### Rohdaten
◆ ◆ ◆ ◆

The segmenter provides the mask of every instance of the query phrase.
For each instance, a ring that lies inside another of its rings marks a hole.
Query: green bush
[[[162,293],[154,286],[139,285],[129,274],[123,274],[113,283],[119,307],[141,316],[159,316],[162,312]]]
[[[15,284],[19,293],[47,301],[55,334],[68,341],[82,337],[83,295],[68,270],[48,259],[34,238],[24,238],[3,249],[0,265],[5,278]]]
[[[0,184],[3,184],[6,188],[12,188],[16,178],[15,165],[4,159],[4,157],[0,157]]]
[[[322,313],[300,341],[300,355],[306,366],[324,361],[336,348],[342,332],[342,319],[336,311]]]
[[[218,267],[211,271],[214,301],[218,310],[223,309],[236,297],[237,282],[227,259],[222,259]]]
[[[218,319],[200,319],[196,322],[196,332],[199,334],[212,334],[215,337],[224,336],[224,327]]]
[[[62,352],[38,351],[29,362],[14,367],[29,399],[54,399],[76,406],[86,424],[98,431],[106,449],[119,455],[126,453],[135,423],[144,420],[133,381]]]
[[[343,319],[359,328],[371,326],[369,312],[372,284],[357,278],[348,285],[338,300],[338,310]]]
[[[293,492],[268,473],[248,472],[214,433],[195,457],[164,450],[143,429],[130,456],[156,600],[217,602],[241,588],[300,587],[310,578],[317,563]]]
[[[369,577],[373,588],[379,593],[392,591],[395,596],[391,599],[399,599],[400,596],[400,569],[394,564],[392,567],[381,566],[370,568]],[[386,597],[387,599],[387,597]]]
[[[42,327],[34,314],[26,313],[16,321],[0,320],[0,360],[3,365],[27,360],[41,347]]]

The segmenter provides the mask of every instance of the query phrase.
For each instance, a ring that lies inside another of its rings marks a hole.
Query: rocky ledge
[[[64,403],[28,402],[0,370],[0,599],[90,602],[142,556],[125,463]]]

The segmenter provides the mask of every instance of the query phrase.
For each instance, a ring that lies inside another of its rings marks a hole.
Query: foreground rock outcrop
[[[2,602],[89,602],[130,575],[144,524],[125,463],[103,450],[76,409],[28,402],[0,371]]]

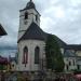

◆ ◆ ◆ ◆

### Schriftliche Aufgabe
Gib alle Einträge oben erneut wieder und tausche dabei „green bush“ gegen „leafy shrub“; alles andere bleibt gleich. Lass die Bilder in deiner Antwort weg.

### Erwartete Ausgabe
The segmenter provides the mask of every instance of the query phrase.
For each instance, a ring that lies inside another of its rings marks a hole.
Query: leafy shrub
[[[162,293],[154,286],[139,285],[129,274],[123,274],[113,283],[119,307],[141,316],[159,316],[162,312]]]
[[[15,284],[19,293],[47,301],[55,334],[68,341],[82,337],[83,295],[68,270],[48,259],[34,238],[24,238],[3,249],[0,265],[5,278]]]
[[[0,184],[3,184],[6,188],[12,188],[16,178],[15,165],[4,159],[4,157],[0,157]]]
[[[322,313],[300,341],[300,355],[306,366],[324,361],[336,348],[342,332],[342,319],[336,311]]]
[[[218,267],[211,271],[214,301],[218,310],[223,309],[236,297],[237,282],[227,259],[222,259]]]
[[[218,319],[200,319],[196,322],[196,332],[199,334],[212,334],[215,337],[224,336],[224,327]]]
[[[62,352],[38,351],[29,362],[14,367],[29,399],[54,399],[76,406],[86,424],[98,431],[106,449],[119,455],[126,453],[135,423],[144,420],[133,381]]]
[[[343,319],[359,328],[371,326],[369,312],[372,284],[357,278],[348,285],[338,300],[338,310]]]
[[[293,492],[268,473],[248,472],[214,433],[195,457],[164,450],[143,429],[130,456],[156,600],[217,602],[241,588],[300,587],[310,578],[317,563]]]
[[[369,577],[373,588],[379,593],[392,591],[395,596],[391,599],[399,599],[400,596],[400,569],[394,564],[392,567],[381,566],[370,568]],[[386,597],[387,599],[387,597]]]
[[[42,327],[34,314],[26,313],[16,321],[0,320],[0,360],[3,365],[27,360],[41,347]]]

The segmenter provides the mask of every instance of the query phrase.
For each instance, a ring that lies inside another of its rings marks a hole.
Query: rocky ledge
[[[64,403],[28,402],[0,370],[0,599],[90,602],[142,556],[125,463]]]

The segmenter provides the mask of every instance of the query phrase.
For each instance, a ring that lies inside another of its rings marks a hole.
Query: foreground rock outcrop
[[[2,602],[89,602],[130,575],[144,524],[125,463],[103,450],[76,409],[28,402],[0,371]]]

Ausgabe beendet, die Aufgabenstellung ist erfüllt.